### Study text ###

Policy, Journalism, and Facebook

I loved using Facebook. I was one of the early adopters of the social media platform, internationally anyhow. I remember playing “Pirates” and engaging in high-school gossip virtually. And once in a while, message someone. That’s pretty much it. Now, I’ve stopped playing silly games online and no longer in high-school. I can remember the last personal post I’d made and I now prefer to share my life via stories rather than albums.

I still go on Facebook every day, but barely spend 2 minutes on it.Maybe I’ve just grown up, but Facebook isn’t exciting anymore. My friends feel the same way. Teenagers prefer Snapchat and Instagram to Facebook, and WhatsApp has taken over our conversations.

Facebook is far from being Myspace or Orkut. It’s one of the most valuable companies in the world and has expanded its presence beyond its core social media website. I, however, do think that Facebook can engage its users better. Consumer preferences change rapidly, but Facebook has not been able to keep up.

Update as of 02/24: I think even Mark might agree with my assessment to some extent, and that’s why Facebook decided to alter its mission statement. To that effect, I think Facebook should build a platform that allows for a more engaged community: socially, politically, and intellectually. I rather discuss politics, social issues, and ideas than care about what my old classmate did last night (it’s never pretty).

###

■ **Brief 1**: According to the Facebook essay, which apps do teenagers prefer to Facebook?
■ **Brief 2**: Rewrite the passage of the Facebook essay starting with "Policy, Journalism, and Facebook" and going on through "over our conversations.", putting "the site" wherever "Facebook" occurs.
Draw only on the Facebook essay above, without any outside knowledge.

### Entries supplied ###

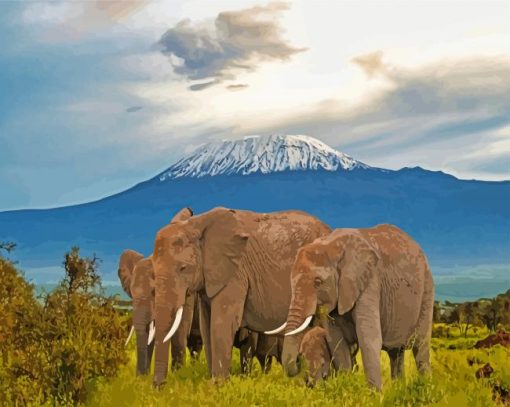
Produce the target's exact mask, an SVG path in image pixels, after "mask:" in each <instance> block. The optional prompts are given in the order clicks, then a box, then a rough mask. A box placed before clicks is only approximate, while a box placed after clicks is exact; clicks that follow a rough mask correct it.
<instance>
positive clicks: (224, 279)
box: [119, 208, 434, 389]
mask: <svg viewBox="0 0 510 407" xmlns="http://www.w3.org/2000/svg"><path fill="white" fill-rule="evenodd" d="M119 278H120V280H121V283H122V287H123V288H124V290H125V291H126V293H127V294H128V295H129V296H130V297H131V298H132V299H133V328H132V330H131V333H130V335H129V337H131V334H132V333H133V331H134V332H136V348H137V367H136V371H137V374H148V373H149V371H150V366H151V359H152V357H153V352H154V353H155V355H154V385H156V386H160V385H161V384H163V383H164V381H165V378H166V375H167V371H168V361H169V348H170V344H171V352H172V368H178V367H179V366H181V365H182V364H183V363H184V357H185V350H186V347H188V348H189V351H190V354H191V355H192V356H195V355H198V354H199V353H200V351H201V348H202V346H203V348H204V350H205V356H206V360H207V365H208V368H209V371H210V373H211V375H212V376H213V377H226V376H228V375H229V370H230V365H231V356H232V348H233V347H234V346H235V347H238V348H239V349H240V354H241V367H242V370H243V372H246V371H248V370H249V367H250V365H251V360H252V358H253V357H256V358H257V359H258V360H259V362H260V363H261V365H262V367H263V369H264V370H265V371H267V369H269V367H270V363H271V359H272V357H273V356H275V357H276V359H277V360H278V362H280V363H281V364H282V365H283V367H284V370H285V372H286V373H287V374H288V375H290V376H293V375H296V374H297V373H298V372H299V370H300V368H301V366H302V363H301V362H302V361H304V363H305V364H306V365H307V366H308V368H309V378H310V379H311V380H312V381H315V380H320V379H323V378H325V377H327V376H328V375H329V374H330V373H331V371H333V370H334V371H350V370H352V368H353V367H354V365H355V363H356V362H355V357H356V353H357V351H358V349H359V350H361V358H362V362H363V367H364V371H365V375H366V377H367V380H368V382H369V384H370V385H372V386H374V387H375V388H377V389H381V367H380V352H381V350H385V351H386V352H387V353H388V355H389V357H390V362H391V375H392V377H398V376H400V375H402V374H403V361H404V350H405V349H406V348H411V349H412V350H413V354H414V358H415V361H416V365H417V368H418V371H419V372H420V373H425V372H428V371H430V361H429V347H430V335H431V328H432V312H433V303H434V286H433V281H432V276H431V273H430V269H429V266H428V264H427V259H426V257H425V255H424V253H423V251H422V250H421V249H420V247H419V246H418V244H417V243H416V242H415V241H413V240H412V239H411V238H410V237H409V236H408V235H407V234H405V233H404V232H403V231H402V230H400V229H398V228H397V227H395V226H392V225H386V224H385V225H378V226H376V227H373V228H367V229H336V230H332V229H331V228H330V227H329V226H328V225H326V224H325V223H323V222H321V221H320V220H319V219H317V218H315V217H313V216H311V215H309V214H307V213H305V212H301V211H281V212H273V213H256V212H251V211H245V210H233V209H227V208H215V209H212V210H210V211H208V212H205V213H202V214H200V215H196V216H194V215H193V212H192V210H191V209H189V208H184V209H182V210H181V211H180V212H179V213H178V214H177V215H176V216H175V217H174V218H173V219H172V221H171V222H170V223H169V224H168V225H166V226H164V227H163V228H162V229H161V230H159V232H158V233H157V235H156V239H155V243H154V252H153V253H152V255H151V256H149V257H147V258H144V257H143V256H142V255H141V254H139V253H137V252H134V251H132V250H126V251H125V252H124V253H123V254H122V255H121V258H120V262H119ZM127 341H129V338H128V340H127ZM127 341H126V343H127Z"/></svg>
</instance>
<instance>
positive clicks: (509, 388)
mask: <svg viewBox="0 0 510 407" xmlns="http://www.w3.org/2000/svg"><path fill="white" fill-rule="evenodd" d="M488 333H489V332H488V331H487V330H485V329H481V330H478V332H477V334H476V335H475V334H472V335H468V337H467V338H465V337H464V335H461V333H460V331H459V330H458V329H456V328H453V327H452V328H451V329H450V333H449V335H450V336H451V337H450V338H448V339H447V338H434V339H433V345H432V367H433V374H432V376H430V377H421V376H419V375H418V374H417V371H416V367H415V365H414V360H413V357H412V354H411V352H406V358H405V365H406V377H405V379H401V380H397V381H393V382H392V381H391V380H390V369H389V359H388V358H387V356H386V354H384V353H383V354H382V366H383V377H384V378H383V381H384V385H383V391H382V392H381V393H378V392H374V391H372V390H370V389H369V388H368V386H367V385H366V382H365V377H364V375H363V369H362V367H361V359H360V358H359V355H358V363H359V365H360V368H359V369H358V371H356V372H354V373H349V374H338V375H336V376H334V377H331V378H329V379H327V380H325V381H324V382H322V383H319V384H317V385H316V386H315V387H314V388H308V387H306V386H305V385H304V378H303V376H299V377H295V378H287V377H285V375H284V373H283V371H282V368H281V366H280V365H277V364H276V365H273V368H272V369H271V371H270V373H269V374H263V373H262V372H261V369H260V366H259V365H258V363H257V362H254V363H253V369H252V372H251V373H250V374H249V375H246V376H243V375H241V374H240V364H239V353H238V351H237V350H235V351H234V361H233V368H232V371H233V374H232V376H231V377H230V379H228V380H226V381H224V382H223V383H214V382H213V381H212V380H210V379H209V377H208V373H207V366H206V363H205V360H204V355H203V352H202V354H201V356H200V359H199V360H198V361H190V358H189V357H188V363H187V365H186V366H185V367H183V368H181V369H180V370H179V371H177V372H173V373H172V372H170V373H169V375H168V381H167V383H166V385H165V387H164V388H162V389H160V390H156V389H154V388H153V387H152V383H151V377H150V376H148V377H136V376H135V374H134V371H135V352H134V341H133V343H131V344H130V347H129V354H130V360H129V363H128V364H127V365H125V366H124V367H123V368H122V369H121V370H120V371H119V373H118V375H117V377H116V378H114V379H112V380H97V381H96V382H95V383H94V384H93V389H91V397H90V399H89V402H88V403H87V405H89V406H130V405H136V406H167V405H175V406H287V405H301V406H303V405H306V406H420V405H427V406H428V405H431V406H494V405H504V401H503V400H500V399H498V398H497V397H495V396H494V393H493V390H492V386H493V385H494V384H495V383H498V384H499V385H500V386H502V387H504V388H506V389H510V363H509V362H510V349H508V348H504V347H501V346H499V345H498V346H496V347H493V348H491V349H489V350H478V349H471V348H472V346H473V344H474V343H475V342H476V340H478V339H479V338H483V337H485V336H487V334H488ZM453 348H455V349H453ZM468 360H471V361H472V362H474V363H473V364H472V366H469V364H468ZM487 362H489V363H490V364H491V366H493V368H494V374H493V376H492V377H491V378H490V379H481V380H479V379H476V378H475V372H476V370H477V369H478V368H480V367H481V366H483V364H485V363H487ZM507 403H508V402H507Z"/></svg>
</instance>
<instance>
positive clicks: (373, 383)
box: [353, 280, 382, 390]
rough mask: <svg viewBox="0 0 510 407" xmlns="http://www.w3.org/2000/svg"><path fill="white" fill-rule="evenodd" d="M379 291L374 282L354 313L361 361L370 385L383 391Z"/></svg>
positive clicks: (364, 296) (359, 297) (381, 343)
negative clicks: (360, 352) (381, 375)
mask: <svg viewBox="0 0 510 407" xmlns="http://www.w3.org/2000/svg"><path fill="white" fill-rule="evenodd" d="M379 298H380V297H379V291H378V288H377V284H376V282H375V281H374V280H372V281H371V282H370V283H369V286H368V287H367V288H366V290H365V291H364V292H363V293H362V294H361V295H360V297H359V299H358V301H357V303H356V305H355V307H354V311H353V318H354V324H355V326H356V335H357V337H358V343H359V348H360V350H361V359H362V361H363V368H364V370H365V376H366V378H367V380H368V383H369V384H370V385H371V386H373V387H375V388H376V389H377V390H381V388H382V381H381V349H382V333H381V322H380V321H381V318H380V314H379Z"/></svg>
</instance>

###

■ **Output 1**: Snapchat and Instagram.

■ **Output 2**:
Policy, Journalism, and the site

I loved using the site. I was one of the early adopters of the social media platform, internationally anyhow. I remember playing “Pirates” and engaging in high-school gossip virtually. And once in a while, message someone. That’s pretty much it. Now, I’ve stopped playing silly games online and no longer in high-school. I can remember the last personal post I’d made and I now prefer to share my life via stories rather than albums.

I still go on the site every day, but barely spend 2 minutes on it.Maybe I’ve just grown up, but the site isn’t exciting anymore. My friends feel the same way. Teenagers prefer Snapchat and Instagram to the site, and WhatsApp has taken over our conversations.